Ausgewählter Textauszug:
Christian Otto mit Freundin Jen beim Klettern in der Nähe von Las Vegas/Nevada. © privat

Mit dem Versprechen „Greatest snow on earth“ bewirbt Utah seine Top-Skigebiete in den Rocky Mountains. Wintersportfreaks träumen davon, einmal im Leben den „Champagne Powder“ zu genießen. Ihm wird nachgesagt, er würde beim Einatmen leicht in der Nase kribbeln wie das edle Getränk, nachdem er benannt ist. Obwohl dieses Vergnügen für Christian Otto längst zum Alltag gehört, schwärmt er noch immer von der anderen Dimension des Skifahrens: „Es ist wirklich der mit Abstand tiefste, kälteste und pulvrigste Schnee, den ich jemals erlebt habe. So fluffig, dass sich die Leichtigkeit auf das Skifahren überträgt.“

Seit fünf Jahren lebt der Oberlausitzer in Park City inmitten des größten zusammenhängenden Skigebietes der USA. Doch der Weg dorthin erforderte viel Selbstdisziplin und Durchhaltevermögen.

Arbeitsmaterial:
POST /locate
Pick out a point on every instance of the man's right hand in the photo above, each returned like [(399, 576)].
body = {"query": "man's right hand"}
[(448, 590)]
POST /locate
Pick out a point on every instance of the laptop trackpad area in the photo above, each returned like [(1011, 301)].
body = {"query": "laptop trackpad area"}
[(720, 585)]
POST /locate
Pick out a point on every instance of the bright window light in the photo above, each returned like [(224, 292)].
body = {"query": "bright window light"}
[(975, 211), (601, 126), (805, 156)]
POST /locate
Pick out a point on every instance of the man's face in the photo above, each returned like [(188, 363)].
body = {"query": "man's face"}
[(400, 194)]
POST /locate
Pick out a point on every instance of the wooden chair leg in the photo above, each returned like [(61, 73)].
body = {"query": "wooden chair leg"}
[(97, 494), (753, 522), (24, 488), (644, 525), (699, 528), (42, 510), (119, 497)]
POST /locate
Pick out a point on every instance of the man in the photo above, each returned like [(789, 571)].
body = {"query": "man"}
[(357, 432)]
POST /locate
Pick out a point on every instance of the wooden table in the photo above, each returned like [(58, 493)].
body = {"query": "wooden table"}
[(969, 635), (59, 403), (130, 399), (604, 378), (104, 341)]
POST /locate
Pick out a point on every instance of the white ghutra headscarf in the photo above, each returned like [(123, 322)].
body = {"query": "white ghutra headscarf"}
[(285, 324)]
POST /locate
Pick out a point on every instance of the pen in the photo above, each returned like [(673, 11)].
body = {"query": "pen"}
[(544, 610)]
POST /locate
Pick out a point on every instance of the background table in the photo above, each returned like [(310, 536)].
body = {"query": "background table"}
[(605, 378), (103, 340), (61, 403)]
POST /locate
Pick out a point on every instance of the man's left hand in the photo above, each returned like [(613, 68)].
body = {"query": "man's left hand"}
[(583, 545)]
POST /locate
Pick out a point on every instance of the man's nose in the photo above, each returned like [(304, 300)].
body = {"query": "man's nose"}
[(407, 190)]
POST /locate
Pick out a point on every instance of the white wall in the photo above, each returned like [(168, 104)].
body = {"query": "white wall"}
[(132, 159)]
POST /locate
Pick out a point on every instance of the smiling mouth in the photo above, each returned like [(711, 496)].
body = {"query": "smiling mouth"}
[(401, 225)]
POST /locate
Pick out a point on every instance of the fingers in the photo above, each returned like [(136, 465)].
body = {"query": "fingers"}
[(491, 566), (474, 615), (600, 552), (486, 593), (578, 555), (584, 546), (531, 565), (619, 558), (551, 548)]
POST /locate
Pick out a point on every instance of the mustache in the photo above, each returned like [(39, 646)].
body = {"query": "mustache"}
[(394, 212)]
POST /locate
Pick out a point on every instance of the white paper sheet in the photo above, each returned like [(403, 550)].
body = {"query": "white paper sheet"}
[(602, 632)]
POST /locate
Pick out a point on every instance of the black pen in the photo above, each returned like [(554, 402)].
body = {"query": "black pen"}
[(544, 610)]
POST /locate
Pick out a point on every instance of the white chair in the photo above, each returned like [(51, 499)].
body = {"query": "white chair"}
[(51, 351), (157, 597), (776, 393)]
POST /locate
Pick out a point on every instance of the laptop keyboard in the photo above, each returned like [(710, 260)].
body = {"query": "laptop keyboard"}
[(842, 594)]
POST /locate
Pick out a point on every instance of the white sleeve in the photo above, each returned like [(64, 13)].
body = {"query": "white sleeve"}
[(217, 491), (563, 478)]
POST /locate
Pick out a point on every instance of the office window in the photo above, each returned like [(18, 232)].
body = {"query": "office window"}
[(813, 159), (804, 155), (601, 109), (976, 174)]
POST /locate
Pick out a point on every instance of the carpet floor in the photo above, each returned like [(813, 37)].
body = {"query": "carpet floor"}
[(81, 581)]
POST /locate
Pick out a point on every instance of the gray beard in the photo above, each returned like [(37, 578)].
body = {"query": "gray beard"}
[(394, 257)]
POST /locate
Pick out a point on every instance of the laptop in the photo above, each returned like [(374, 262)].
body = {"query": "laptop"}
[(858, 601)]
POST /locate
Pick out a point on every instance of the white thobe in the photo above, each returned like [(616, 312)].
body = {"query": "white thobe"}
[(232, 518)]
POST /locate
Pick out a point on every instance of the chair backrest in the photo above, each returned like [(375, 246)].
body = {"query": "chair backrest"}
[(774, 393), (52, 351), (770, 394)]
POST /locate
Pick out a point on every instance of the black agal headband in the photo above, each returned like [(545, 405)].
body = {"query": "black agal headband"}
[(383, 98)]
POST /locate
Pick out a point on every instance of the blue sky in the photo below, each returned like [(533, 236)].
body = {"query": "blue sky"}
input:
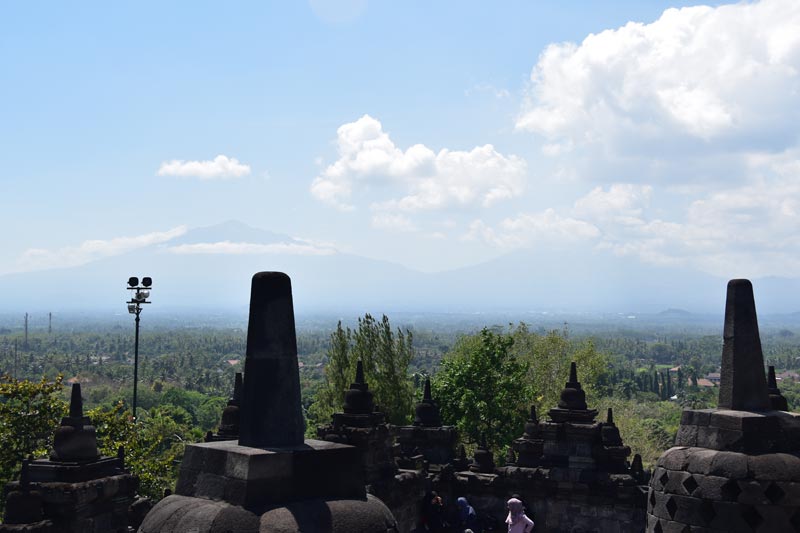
[(433, 134)]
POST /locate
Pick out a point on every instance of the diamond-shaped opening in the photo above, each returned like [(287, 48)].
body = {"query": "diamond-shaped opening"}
[(795, 521), (690, 484), (731, 490), (751, 517), (774, 493), (707, 511), (671, 506)]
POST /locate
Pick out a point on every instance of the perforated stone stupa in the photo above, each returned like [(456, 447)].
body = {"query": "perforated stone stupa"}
[(735, 468), (76, 490), (271, 479), (427, 436)]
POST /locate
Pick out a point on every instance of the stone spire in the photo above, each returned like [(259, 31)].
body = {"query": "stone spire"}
[(532, 424), (776, 399), (572, 404), (742, 385), (75, 439), (573, 397), (229, 425), (358, 400), (427, 412), (271, 414)]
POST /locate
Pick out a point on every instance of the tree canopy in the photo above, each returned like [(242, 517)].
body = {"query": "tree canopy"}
[(386, 356), (482, 388)]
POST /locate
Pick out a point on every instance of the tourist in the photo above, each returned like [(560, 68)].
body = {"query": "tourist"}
[(517, 520), (433, 514), (467, 518)]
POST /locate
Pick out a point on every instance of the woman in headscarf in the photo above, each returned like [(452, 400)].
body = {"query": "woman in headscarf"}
[(517, 521), (467, 518)]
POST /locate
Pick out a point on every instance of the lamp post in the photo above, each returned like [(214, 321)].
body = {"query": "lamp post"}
[(138, 298)]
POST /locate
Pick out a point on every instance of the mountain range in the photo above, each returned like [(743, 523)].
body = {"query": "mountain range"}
[(209, 268)]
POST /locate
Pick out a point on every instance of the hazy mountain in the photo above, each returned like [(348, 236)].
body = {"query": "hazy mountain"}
[(189, 276)]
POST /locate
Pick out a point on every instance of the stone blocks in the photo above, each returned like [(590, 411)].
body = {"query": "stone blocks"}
[(255, 477), (712, 490)]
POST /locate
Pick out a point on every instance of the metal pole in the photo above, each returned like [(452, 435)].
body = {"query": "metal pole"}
[(136, 362)]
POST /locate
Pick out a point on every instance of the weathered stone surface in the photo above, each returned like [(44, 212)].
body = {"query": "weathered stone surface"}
[(256, 477), (335, 516), (179, 514), (742, 382), (271, 414)]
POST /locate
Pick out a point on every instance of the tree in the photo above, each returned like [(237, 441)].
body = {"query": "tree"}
[(153, 446), (386, 356), (549, 356), (29, 415), (482, 388)]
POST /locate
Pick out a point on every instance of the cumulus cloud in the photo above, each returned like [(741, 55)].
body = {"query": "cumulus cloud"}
[(40, 258), (221, 167), (249, 248), (530, 228), (723, 79), (393, 222), (622, 202), (428, 180)]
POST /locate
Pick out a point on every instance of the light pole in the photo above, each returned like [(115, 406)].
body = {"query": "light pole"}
[(138, 297)]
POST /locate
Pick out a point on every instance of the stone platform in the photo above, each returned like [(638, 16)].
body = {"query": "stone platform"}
[(256, 478)]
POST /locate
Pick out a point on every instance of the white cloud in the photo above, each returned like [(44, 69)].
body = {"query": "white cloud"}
[(623, 202), (427, 180), (39, 258), (716, 79), (221, 167), (393, 222), (249, 248), (530, 228)]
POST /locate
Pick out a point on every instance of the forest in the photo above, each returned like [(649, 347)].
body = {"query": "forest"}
[(484, 378)]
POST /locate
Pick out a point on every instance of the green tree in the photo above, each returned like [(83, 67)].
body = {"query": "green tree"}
[(386, 355), (153, 446), (482, 388), (549, 356), (30, 412)]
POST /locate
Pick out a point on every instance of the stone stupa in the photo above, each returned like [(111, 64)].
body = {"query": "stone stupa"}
[(271, 479), (737, 467), (76, 490)]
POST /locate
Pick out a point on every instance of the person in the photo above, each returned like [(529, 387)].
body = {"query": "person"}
[(517, 520), (467, 518), (433, 519)]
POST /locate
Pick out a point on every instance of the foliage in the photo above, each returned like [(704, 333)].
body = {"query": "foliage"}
[(482, 388), (549, 356), (29, 414), (153, 446), (386, 356), (649, 428)]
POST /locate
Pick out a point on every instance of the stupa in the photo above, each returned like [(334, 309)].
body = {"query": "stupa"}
[(271, 479), (76, 490), (737, 467)]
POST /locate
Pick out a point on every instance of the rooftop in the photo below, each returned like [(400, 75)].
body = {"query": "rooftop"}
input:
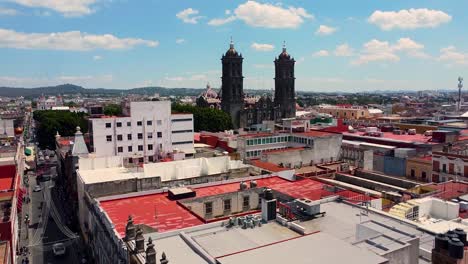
[(157, 211)]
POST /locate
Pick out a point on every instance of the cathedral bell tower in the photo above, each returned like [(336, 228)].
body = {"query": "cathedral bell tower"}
[(232, 84), (285, 101)]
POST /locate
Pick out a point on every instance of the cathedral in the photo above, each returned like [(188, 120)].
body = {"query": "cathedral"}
[(249, 110)]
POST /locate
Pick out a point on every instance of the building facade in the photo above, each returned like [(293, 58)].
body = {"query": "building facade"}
[(246, 111), (150, 133)]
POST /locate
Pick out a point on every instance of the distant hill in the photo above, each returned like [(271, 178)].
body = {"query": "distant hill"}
[(67, 89)]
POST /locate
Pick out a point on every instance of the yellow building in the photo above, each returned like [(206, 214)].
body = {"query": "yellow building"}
[(419, 168), (345, 112)]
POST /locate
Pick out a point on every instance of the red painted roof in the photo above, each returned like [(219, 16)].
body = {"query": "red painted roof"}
[(268, 166), (157, 211), (283, 150), (314, 133), (7, 174)]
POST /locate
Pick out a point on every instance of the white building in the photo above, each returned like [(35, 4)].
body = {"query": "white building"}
[(7, 127), (312, 147), (48, 103), (148, 134)]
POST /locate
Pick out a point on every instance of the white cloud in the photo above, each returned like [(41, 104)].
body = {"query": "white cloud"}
[(189, 16), (409, 19), (324, 30), (452, 56), (321, 53), (8, 12), (376, 50), (65, 7), (70, 40), (262, 47), (343, 50), (271, 16), (221, 21), (84, 80)]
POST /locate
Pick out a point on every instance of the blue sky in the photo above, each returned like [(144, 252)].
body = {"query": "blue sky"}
[(339, 45)]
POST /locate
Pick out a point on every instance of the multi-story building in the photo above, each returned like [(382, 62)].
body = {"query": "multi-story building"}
[(448, 166), (320, 146), (149, 133), (345, 112), (47, 103)]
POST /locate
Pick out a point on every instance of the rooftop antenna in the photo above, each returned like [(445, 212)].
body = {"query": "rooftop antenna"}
[(460, 85)]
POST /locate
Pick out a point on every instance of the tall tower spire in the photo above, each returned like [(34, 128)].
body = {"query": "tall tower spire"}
[(232, 84), (285, 101)]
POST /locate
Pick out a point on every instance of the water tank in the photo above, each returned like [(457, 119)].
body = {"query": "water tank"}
[(253, 184), (461, 235), (456, 248), (268, 194), (441, 242), (242, 186)]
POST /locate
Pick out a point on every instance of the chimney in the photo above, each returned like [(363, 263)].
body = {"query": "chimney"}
[(163, 259), (130, 229), (150, 252), (139, 241)]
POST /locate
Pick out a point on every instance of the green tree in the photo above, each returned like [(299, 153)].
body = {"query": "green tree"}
[(205, 119), (65, 122), (113, 110)]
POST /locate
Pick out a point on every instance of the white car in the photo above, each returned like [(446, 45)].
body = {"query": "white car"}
[(59, 249)]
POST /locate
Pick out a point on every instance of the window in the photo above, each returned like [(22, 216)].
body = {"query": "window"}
[(208, 208), (182, 120), (181, 142), (246, 202), (227, 205), (182, 131)]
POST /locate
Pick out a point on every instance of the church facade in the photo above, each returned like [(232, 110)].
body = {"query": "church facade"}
[(246, 111)]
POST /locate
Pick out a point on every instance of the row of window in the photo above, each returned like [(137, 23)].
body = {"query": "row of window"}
[(268, 140), (182, 120), (129, 136), (182, 142), (256, 153), (149, 147), (227, 205), (139, 123), (182, 131)]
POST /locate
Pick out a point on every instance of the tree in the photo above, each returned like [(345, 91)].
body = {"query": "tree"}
[(65, 122), (205, 119), (113, 110)]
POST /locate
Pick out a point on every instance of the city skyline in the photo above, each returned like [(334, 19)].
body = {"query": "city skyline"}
[(121, 44)]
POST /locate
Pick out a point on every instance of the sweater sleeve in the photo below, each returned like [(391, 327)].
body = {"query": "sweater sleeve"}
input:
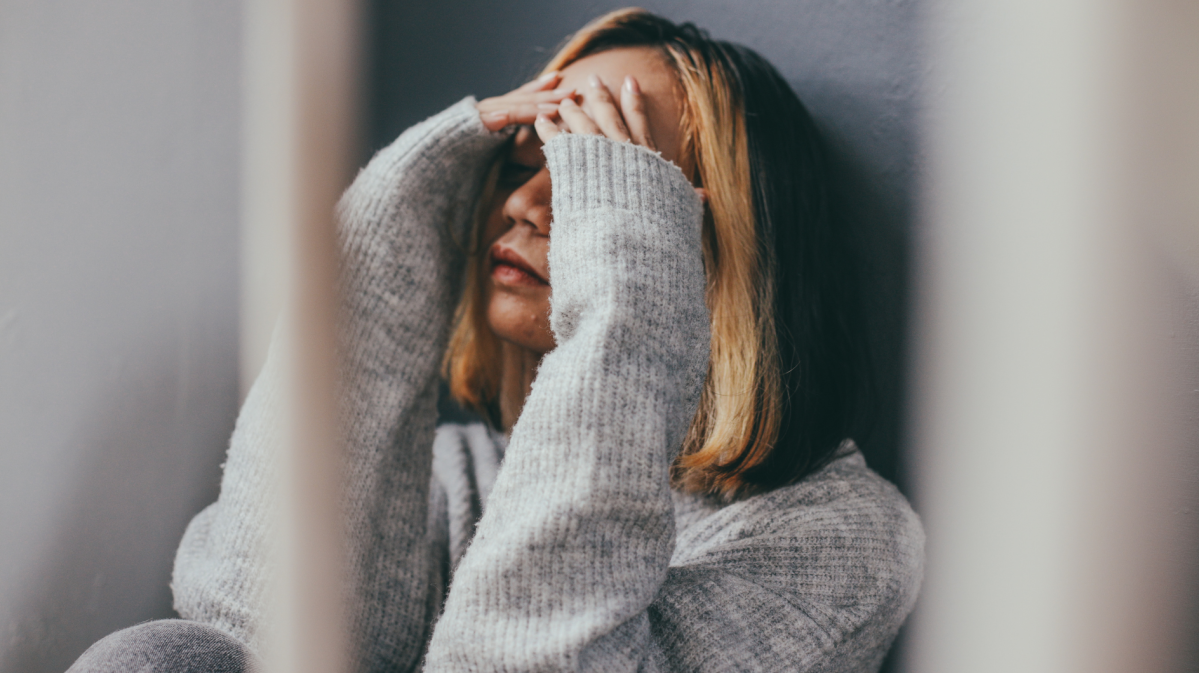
[(401, 227), (579, 529)]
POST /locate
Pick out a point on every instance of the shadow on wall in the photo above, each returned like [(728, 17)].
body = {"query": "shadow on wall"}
[(151, 464)]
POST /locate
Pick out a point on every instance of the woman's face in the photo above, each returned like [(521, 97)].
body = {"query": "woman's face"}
[(517, 229)]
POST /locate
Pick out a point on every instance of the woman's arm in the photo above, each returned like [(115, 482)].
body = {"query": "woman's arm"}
[(579, 528), (398, 224)]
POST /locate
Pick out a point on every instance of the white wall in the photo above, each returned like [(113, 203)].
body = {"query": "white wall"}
[(119, 128)]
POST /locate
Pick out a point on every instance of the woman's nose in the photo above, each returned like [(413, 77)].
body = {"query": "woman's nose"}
[(530, 203)]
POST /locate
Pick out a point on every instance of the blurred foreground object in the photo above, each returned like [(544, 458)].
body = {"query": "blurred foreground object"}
[(1055, 358)]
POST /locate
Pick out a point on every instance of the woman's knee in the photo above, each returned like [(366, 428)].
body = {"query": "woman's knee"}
[(164, 646)]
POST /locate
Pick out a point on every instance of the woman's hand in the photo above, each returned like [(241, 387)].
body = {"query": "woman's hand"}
[(602, 116), (625, 122), (523, 104)]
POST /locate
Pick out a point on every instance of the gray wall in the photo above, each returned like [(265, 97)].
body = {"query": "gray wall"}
[(119, 127), (857, 66)]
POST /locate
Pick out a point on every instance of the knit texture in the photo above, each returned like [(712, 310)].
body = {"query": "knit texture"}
[(576, 554)]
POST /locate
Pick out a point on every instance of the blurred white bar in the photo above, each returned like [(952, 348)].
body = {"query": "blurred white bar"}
[(1046, 428), (301, 94)]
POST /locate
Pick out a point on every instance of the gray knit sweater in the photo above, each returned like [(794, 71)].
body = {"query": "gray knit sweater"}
[(576, 554)]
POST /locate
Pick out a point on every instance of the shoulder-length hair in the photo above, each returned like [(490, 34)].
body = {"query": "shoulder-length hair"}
[(788, 373)]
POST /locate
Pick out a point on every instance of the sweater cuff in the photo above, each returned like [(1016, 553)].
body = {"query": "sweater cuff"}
[(597, 173)]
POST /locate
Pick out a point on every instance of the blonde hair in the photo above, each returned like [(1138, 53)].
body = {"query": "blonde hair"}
[(741, 406)]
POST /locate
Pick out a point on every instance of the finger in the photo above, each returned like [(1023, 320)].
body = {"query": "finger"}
[(510, 100), (544, 82), (546, 128), (505, 110), (577, 121), (632, 106), (603, 110), (494, 120)]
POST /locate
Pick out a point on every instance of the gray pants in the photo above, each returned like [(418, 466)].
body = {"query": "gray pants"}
[(168, 646)]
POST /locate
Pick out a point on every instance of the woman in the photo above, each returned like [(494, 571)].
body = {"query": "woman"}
[(655, 332)]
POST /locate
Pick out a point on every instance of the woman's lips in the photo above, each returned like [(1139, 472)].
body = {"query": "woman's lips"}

Hinweise und Anforderungen:
Schreiben Sie aus dem Textauszug über das Skifahren in Utah den Abschnitt von „Mit dem Versprechen“ bis einschließlich „Selbstdisziplin und Durchhaltevermögen.“ wortgetreu ab.

Lösung der Aufgabe:
Mit dem Versprechen „Greatest snow on earth“ bewirbt Utah seine Top-Skigebiete in den Rocky Mountains. Wintersportfreaks träumen davon, einmal im Leben den „Champagne Powder“ zu genießen. Ihm wird nachgesagt, er würde beim Einatmen leicht in der Nase kribbeln wie das edle Getränk, nachdem er benannt ist. Obwohl dieses Vergnügen für Christian Otto längst zum Alltag gehört, schwärmt er noch immer von der anderen Dimension des Skifahrens: „Es ist wirklich der mit Abstand tiefste, kälteste und pulvrigste Schnee, den ich jemals erlebt habe. So fluffig, dass sich die Leichtigkeit auf das Skifahren überträgt.“

Seit fünf Jahren lebt der Oberlausitzer in Park City inmitten des größten zusammenhängenden Skigebietes der USA. Doch der Weg dorthin erforderte viel Selbstdisziplin und Durchhaltevermögen.